> **TASK PROMPT**
Reproduce exactly the span of lines that opens with the line containing "For every instance of the corinthian" and closes with the last line of the entries below.

> **PROVIDED DATA**

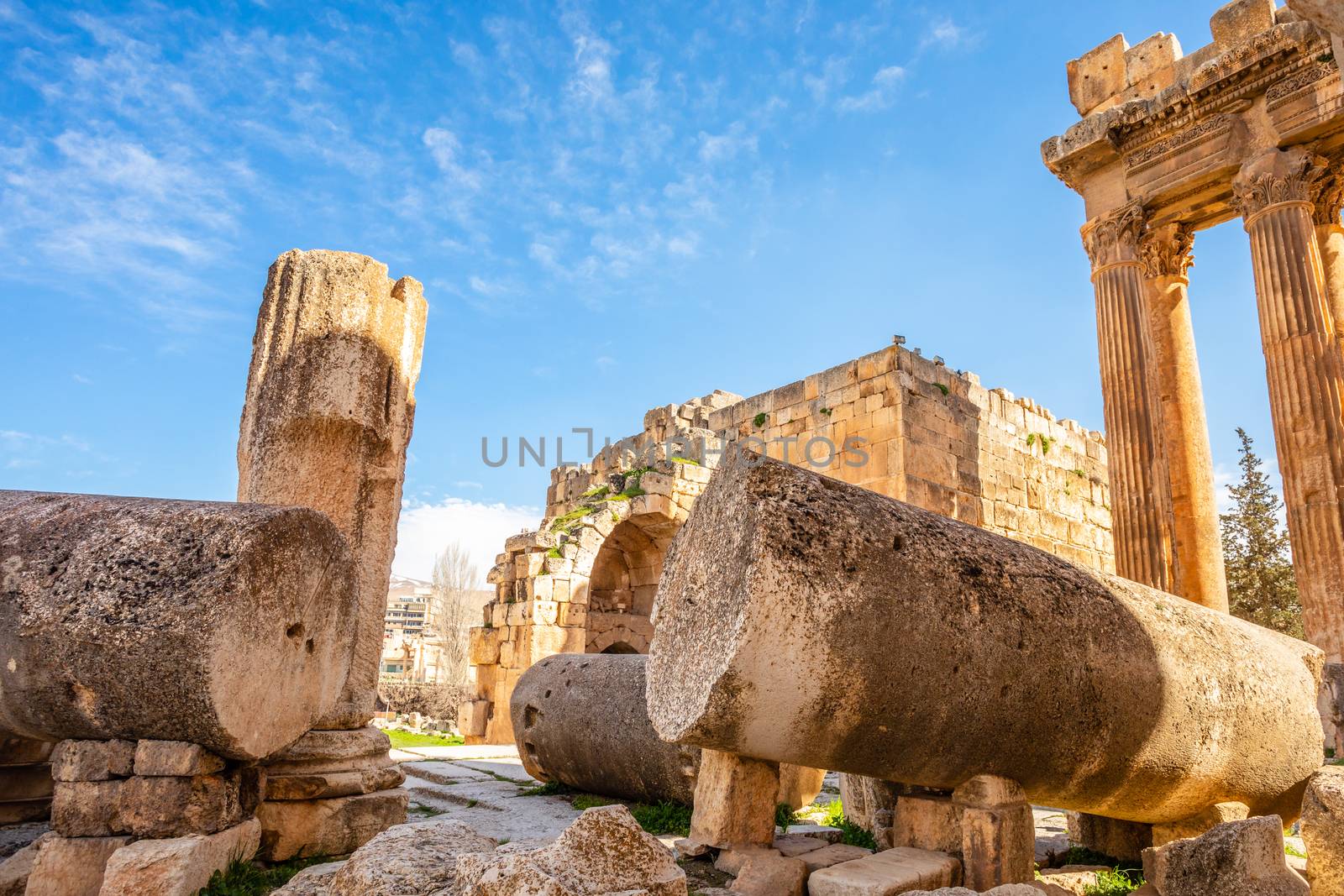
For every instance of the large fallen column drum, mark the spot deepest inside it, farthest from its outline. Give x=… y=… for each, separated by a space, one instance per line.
x=580 y=719
x=806 y=621
x=217 y=624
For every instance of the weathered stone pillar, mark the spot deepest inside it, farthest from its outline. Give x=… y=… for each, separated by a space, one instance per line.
x=1305 y=378
x=1198 y=550
x=327 y=421
x=1139 y=485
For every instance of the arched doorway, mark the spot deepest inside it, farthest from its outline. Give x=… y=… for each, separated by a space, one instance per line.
x=624 y=584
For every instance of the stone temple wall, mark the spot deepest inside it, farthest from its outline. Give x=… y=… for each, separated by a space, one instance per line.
x=893 y=421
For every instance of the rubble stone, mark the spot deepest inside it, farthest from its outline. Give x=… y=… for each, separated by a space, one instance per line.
x=296 y=829
x=192 y=805
x=179 y=866
x=886 y=873
x=245 y=604
x=92 y=759
x=71 y=866
x=174 y=758
x=1238 y=859
x=1323 y=832
x=737 y=674
x=420 y=857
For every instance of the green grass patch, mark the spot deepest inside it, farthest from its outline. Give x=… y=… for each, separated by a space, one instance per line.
x=246 y=879
x=413 y=739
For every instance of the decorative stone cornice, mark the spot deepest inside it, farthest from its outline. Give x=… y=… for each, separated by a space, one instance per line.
x=1113 y=238
x=1276 y=177
x=1167 y=250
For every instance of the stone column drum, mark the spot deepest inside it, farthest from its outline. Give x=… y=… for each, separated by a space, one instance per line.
x=1305 y=378
x=1198 y=548
x=806 y=621
x=581 y=720
x=326 y=425
x=1139 y=485
x=138 y=618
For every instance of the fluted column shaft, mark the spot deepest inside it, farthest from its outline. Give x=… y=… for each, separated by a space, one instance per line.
x=1198 y=548
x=1139 y=488
x=1305 y=380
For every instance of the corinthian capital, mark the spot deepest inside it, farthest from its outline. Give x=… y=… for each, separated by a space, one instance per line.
x=1167 y=250
x=1276 y=177
x=1113 y=238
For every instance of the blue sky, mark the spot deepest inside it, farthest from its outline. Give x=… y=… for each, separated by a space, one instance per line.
x=611 y=206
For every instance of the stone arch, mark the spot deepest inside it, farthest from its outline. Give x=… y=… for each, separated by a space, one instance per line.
x=624 y=580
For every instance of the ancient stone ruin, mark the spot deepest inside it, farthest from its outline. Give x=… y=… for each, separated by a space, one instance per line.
x=969 y=610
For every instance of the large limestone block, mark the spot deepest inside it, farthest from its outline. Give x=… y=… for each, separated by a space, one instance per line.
x=409 y=859
x=71 y=866
x=886 y=873
x=218 y=624
x=581 y=719
x=178 y=866
x=1238 y=859
x=328 y=414
x=327 y=826
x=790 y=604
x=604 y=851
x=1323 y=832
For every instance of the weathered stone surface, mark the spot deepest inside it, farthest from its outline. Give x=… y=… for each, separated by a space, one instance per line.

> **WRITTEN ANSWER**
For every instance of the corinthian capital, mark the spot deepest inside it, farthest from its outline. Give x=… y=… for each, separated by a space, one instance per line.
x=1167 y=250
x=1276 y=177
x=1113 y=238
For every instance of the blue sky, mark the spot deepest inside it, farthest from its outline. Give x=… y=… for each, separated by a space, one instance per line.
x=611 y=206
For every instance of the stone arch, mark the spot deepest inside it, farthest from its outline. Give x=… y=… for each, separated by a space, one instance per line.
x=624 y=580
For every instance of the ancient stone ruin, mark the spot deepest inside it, farthest from its outline. Give x=… y=… for each, separated by a space, one instance per line.
x=969 y=610
For every instance of the large limestone block, mark the spot deepest inside it, farthest from its outline. Give x=… y=… for each, separated by a space, one instance per line.
x=409 y=859
x=71 y=866
x=886 y=873
x=218 y=624
x=581 y=719
x=178 y=866
x=1238 y=859
x=328 y=414
x=327 y=826
x=790 y=604
x=604 y=851
x=1323 y=832
For every instance of the weathered stone surface, mark the spot deepest inside it, farthest from its outline. Give x=… y=… for each, separated by a space, one instance per line.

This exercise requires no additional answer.